# [WHAT YOU NEED TO DO]
Set down the line that contains "Pick out the pink" and every line after it to the end of the entries, exactly as they stand and nothing more.

# [Point localization data]

====

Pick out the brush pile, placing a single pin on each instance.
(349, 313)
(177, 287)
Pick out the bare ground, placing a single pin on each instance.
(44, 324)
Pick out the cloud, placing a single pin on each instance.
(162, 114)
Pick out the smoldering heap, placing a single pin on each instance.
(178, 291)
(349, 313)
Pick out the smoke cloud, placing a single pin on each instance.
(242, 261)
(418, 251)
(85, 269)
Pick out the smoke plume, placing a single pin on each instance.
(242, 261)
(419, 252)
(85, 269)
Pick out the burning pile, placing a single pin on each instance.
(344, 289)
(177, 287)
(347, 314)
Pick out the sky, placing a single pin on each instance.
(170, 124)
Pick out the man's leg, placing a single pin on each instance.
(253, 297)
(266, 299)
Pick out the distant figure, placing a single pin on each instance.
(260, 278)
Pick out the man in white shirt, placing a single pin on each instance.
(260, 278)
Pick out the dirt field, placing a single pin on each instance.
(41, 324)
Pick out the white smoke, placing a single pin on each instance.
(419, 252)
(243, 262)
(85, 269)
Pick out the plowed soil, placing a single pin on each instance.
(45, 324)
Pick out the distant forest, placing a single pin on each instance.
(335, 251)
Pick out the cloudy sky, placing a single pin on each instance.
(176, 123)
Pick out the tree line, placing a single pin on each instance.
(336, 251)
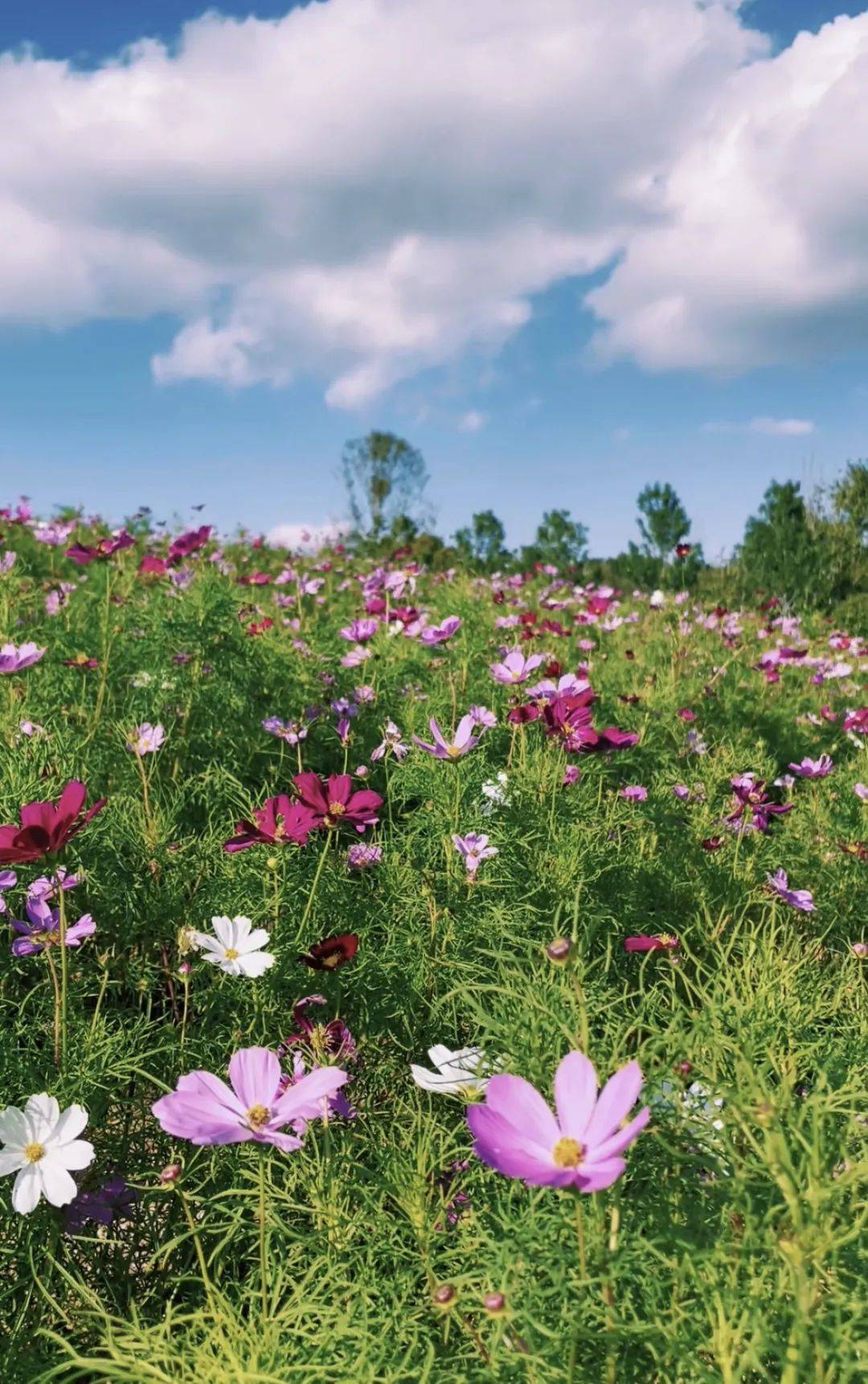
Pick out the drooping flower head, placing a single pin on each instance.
(207, 1110)
(46, 826)
(279, 822)
(517, 1134)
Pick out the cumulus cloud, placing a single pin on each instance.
(473, 421)
(367, 189)
(306, 537)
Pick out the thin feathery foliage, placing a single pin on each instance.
(383, 1250)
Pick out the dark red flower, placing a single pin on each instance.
(47, 826)
(187, 543)
(279, 822)
(331, 952)
(80, 554)
(334, 803)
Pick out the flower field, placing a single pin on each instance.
(423, 976)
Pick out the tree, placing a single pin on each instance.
(663, 521)
(383, 477)
(559, 542)
(850, 498)
(484, 542)
(781, 555)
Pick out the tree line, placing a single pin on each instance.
(806, 551)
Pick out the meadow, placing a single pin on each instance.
(674, 878)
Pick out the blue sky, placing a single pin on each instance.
(517, 417)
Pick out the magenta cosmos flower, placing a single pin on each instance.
(463, 742)
(14, 657)
(276, 824)
(813, 768)
(515, 667)
(334, 803)
(46, 826)
(517, 1134)
(204, 1110)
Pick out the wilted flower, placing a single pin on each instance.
(362, 857)
(799, 899)
(204, 1110)
(14, 657)
(234, 947)
(442, 749)
(46, 826)
(42, 1146)
(331, 952)
(813, 768)
(457, 1073)
(517, 1134)
(473, 849)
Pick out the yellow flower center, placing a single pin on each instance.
(567, 1153)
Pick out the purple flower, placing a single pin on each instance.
(444, 749)
(813, 768)
(145, 739)
(360, 632)
(14, 657)
(440, 633)
(515, 667)
(362, 857)
(43, 927)
(473, 849)
(207, 1112)
(289, 731)
(114, 1200)
(800, 899)
(517, 1134)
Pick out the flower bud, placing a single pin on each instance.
(444, 1294)
(559, 950)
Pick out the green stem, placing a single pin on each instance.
(264, 1246)
(313, 887)
(61, 910)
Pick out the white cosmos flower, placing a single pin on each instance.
(459, 1073)
(42, 1146)
(234, 948)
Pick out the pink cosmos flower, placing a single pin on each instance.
(799, 899)
(442, 749)
(360, 632)
(14, 657)
(473, 849)
(813, 768)
(517, 1134)
(665, 941)
(515, 667)
(145, 739)
(204, 1110)
(440, 633)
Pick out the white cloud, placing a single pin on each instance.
(473, 421)
(772, 427)
(367, 189)
(306, 537)
(783, 427)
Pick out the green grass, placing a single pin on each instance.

====

# [SOLUTION FOR THIS PROBLEM]
Pick out the pink cosmos flower, placing a single pin on each instance.
(799, 899)
(442, 749)
(360, 632)
(14, 657)
(473, 849)
(813, 768)
(517, 1134)
(665, 941)
(515, 667)
(145, 739)
(204, 1110)
(440, 633)
Pick out the white cloud, placing a single pin on each instance.
(473, 421)
(772, 427)
(367, 189)
(306, 537)
(783, 427)
Pick out the green grass, placing a single pin on each instance.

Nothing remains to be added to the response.